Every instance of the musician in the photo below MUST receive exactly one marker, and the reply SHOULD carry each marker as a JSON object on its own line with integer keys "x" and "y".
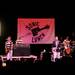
{"x": 67, "y": 48}
{"x": 55, "y": 49}
{"x": 9, "y": 48}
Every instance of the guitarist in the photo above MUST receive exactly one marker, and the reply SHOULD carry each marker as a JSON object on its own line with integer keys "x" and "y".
{"x": 67, "y": 48}
{"x": 9, "y": 48}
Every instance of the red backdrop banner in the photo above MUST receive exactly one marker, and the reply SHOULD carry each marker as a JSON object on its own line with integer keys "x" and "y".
{"x": 36, "y": 30}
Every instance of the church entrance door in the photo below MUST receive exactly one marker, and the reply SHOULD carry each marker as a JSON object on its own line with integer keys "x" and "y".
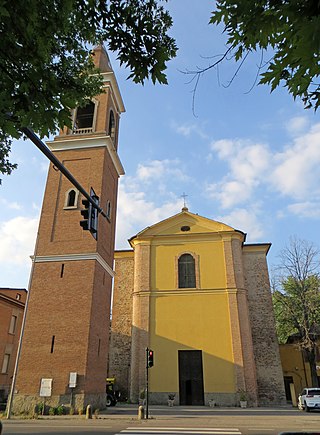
{"x": 191, "y": 377}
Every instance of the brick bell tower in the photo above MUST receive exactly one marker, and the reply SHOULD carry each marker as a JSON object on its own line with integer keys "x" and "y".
{"x": 67, "y": 324}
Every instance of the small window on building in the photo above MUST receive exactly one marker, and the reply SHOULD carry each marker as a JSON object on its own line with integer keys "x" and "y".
{"x": 186, "y": 271}
{"x": 112, "y": 125}
{"x": 108, "y": 210}
{"x": 84, "y": 117}
{"x": 13, "y": 325}
{"x": 5, "y": 363}
{"x": 71, "y": 199}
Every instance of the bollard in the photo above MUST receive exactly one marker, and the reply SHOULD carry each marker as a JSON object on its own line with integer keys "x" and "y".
{"x": 140, "y": 412}
{"x": 88, "y": 412}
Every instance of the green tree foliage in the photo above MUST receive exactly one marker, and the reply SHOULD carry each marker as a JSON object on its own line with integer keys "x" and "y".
{"x": 45, "y": 63}
{"x": 289, "y": 28}
{"x": 296, "y": 298}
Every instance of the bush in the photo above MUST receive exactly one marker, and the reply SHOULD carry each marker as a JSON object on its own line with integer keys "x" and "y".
{"x": 52, "y": 411}
{"x": 60, "y": 410}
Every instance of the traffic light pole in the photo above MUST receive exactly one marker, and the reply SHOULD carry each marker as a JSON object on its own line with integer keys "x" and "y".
{"x": 45, "y": 150}
{"x": 147, "y": 384}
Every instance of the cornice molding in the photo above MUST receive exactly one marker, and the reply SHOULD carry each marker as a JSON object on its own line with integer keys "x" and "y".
{"x": 77, "y": 142}
{"x": 74, "y": 257}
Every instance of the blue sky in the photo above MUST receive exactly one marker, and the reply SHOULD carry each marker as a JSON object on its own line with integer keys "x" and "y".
{"x": 248, "y": 158}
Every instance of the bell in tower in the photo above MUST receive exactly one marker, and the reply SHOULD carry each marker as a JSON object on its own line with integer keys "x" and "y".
{"x": 65, "y": 344}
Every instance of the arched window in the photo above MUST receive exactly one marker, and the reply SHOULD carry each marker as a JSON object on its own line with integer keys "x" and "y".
{"x": 112, "y": 125}
{"x": 84, "y": 116}
{"x": 187, "y": 272}
{"x": 71, "y": 199}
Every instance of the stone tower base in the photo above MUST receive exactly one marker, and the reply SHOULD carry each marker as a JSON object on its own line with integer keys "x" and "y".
{"x": 23, "y": 404}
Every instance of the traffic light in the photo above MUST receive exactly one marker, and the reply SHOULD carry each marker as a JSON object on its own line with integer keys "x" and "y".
{"x": 87, "y": 214}
{"x": 149, "y": 358}
{"x": 90, "y": 215}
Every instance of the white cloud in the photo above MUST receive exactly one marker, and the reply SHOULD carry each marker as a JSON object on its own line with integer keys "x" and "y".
{"x": 246, "y": 220}
{"x": 305, "y": 209}
{"x": 17, "y": 240}
{"x": 296, "y": 172}
{"x": 293, "y": 172}
{"x": 248, "y": 162}
{"x": 136, "y": 212}
{"x": 187, "y": 130}
{"x": 158, "y": 169}
{"x": 229, "y": 193}
{"x": 297, "y": 124}
{"x": 147, "y": 197}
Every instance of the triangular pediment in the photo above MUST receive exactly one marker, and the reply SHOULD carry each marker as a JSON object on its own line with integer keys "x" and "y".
{"x": 184, "y": 223}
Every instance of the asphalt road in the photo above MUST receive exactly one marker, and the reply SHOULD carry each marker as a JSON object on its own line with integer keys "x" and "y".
{"x": 174, "y": 421}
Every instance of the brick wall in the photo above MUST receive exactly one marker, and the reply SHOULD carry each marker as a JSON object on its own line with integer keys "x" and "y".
{"x": 121, "y": 323}
{"x": 265, "y": 343}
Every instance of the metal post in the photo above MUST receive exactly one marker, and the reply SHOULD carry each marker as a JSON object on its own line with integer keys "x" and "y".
{"x": 45, "y": 150}
{"x": 147, "y": 385}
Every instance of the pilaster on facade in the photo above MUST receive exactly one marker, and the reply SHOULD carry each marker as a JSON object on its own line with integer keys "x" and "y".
{"x": 245, "y": 370}
{"x": 140, "y": 318}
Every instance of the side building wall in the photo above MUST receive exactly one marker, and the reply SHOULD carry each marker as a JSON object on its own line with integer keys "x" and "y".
{"x": 265, "y": 343}
{"x": 121, "y": 323}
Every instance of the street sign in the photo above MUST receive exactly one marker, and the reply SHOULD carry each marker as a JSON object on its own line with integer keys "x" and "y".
{"x": 45, "y": 387}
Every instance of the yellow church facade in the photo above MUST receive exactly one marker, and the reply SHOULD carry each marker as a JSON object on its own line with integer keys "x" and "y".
{"x": 198, "y": 296}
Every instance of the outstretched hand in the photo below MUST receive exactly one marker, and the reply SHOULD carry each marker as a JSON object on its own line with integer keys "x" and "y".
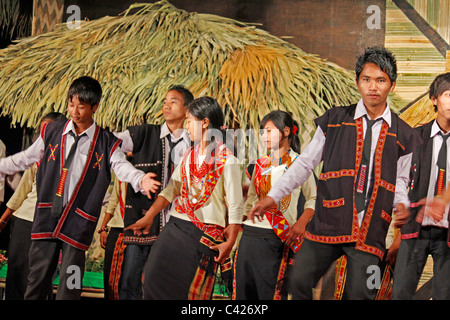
{"x": 142, "y": 226}
{"x": 401, "y": 215}
{"x": 434, "y": 207}
{"x": 150, "y": 184}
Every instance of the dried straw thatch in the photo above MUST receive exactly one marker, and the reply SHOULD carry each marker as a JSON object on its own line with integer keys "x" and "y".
{"x": 137, "y": 55}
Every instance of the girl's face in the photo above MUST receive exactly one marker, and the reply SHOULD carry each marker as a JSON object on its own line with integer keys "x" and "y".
{"x": 443, "y": 105}
{"x": 272, "y": 136}
{"x": 194, "y": 127}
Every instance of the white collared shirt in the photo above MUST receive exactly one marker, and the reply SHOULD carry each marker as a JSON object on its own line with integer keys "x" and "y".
{"x": 437, "y": 143}
{"x": 311, "y": 157}
{"x": 177, "y": 153}
{"x": 124, "y": 170}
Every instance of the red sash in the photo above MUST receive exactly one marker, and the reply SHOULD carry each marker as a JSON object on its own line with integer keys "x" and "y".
{"x": 275, "y": 215}
{"x": 208, "y": 174}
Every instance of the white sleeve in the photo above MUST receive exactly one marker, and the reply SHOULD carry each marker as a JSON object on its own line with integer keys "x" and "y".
{"x": 22, "y": 160}
{"x": 301, "y": 169}
{"x": 125, "y": 171}
{"x": 402, "y": 182}
{"x": 127, "y": 143}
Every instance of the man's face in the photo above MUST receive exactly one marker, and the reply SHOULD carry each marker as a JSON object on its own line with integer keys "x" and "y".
{"x": 174, "y": 108}
{"x": 374, "y": 85}
{"x": 81, "y": 113}
{"x": 442, "y": 102}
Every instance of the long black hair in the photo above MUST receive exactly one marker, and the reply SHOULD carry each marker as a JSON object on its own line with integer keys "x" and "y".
{"x": 282, "y": 119}
{"x": 208, "y": 107}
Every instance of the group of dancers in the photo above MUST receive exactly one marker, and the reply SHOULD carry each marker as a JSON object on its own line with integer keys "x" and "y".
{"x": 185, "y": 218}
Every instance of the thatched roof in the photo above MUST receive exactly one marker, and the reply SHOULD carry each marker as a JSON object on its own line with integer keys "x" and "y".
{"x": 137, "y": 55}
{"x": 419, "y": 111}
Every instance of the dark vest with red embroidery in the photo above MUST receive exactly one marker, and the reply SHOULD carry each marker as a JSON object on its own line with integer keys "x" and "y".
{"x": 420, "y": 180}
{"x": 335, "y": 219}
{"x": 148, "y": 156}
{"x": 77, "y": 223}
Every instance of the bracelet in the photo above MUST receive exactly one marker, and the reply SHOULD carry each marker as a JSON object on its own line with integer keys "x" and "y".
{"x": 103, "y": 229}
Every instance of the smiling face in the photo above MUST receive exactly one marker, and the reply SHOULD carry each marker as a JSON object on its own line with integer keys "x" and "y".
{"x": 374, "y": 85}
{"x": 174, "y": 108}
{"x": 195, "y": 127}
{"x": 442, "y": 102}
{"x": 271, "y": 136}
{"x": 81, "y": 113}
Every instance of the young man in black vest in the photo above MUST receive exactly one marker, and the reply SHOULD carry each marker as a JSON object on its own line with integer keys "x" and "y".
{"x": 75, "y": 161}
{"x": 366, "y": 153}
{"x": 156, "y": 149}
{"x": 427, "y": 231}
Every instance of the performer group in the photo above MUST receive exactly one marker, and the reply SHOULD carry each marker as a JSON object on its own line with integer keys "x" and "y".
{"x": 180, "y": 212}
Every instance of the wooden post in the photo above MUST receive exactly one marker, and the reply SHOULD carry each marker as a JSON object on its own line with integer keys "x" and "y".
{"x": 46, "y": 15}
{"x": 447, "y": 61}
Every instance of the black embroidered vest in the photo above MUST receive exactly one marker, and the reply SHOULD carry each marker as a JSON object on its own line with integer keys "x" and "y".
{"x": 420, "y": 180}
{"x": 77, "y": 223}
{"x": 148, "y": 156}
{"x": 335, "y": 219}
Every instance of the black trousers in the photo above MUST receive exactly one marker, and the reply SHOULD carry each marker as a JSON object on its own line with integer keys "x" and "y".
{"x": 43, "y": 257}
{"x": 19, "y": 245}
{"x": 173, "y": 261}
{"x": 110, "y": 247}
{"x": 257, "y": 264}
{"x": 313, "y": 260}
{"x": 411, "y": 259}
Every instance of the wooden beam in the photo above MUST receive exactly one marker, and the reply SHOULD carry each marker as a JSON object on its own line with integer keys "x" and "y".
{"x": 428, "y": 31}
{"x": 447, "y": 61}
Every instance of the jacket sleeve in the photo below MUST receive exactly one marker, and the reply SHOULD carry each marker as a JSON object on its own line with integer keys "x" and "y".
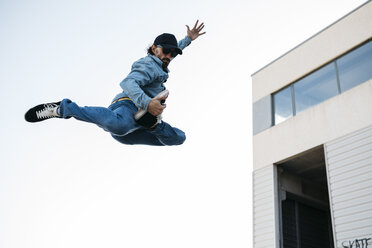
{"x": 140, "y": 75}
{"x": 182, "y": 44}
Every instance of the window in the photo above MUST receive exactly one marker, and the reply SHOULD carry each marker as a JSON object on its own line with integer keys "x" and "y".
{"x": 330, "y": 80}
{"x": 316, "y": 88}
{"x": 355, "y": 67}
{"x": 283, "y": 105}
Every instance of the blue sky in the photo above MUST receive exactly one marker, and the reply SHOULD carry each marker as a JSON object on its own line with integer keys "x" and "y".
{"x": 65, "y": 183}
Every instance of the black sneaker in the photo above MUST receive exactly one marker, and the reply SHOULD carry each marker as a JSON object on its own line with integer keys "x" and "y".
{"x": 146, "y": 119}
{"x": 43, "y": 112}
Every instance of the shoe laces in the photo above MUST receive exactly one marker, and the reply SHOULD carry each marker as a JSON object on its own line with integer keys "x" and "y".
{"x": 49, "y": 111}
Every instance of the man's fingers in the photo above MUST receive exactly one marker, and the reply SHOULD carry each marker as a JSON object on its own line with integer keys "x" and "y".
{"x": 196, "y": 24}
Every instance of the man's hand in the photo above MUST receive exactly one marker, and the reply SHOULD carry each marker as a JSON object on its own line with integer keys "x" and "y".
{"x": 155, "y": 107}
{"x": 195, "y": 32}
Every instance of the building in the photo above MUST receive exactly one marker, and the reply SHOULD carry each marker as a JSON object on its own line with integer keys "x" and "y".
{"x": 312, "y": 140}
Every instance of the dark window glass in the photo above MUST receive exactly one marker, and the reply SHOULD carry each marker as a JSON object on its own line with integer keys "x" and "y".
{"x": 316, "y": 87}
{"x": 283, "y": 105}
{"x": 355, "y": 67}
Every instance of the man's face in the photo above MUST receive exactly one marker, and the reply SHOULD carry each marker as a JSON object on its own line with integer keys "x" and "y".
{"x": 165, "y": 58}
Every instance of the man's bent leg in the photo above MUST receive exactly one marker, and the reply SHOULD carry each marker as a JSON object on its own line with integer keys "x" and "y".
{"x": 162, "y": 135}
{"x": 117, "y": 119}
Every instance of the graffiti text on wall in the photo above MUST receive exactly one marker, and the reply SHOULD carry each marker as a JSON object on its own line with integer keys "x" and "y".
{"x": 357, "y": 243}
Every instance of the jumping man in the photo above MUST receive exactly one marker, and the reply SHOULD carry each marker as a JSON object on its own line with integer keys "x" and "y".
{"x": 134, "y": 116}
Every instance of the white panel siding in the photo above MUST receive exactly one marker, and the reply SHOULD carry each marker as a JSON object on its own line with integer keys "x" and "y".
{"x": 349, "y": 169}
{"x": 264, "y": 208}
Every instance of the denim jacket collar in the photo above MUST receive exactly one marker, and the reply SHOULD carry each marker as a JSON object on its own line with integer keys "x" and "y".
{"x": 159, "y": 62}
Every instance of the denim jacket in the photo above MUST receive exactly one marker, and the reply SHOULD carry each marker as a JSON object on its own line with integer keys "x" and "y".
{"x": 146, "y": 78}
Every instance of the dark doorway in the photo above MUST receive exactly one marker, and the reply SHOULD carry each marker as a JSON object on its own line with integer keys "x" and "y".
{"x": 304, "y": 205}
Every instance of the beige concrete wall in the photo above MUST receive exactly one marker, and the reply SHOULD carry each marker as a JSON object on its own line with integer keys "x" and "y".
{"x": 332, "y": 42}
{"x": 315, "y": 126}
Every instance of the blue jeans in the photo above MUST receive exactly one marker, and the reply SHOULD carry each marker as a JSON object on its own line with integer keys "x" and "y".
{"x": 118, "y": 120}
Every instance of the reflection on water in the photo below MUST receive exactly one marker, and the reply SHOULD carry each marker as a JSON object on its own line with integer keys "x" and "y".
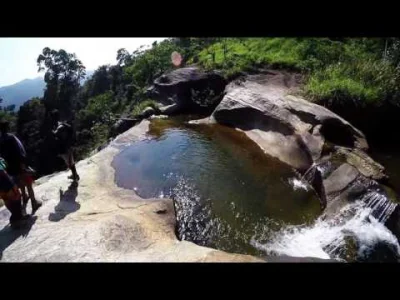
{"x": 229, "y": 195}
{"x": 225, "y": 188}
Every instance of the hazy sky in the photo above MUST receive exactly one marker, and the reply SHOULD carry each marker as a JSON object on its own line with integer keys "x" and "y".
{"x": 18, "y": 55}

-- -- --

▶ **PROBLEM DESCRIPTION**
Render as a numbered list every line from the one containing "Every instance of the denim jacket collar" through the final line of the records, both included, and omit any blank lines. Leave the pictures out of your answer.

▶ **ANSWER FOR THE TASK**
1. Every instance of the denim jacket collar in the photo above MUST receive exactly one marker, and the reply SHOULD carry each marker as a JSON object on its own line with integer keys "x" and "y".
2. {"x": 159, "y": 62}
3. Every instance of the denim jacket in the photo above MUST receive exactly one marker, and the reply SHOULD carry each marker as a JSON object on its own line with integer keys "x" and "y".
4. {"x": 146, "y": 78}
5. Every instance of the dark doorway in the photo above MUST receive exactly one marker, and the reply SHOULD carry each marker as a JSON object on its own line with integer keys "x" and "y".
6. {"x": 304, "y": 205}
7. Every instance of the beige concrete wall in the photo above MUST receive exactly one marker, and the reply SHOULD carry each marker as a JSON object on its own line with integer keys "x" and "y".
8. {"x": 332, "y": 42}
9. {"x": 315, "y": 126}
10. Every instance of the blue jeans in the photo above MUST receive exactly one marker, and the reply SHOULD carry each marker as a JSON object on its own line with integer keys "x" and "y".
11. {"x": 118, "y": 120}
12. Every instance of the reflection on water in the photo below MUST receive exactly one marker, and the reply SHOULD carry each marker as a JSON object on its own line with integer keys "x" and "y".
13. {"x": 229, "y": 195}
14. {"x": 225, "y": 188}
15. Every instance of the hazy sky in the photo above MUST receive exactly one marker, and the reply SHOULD carry each marker as a JSON object on its own line with integer keys "x" and "y".
16. {"x": 18, "y": 55}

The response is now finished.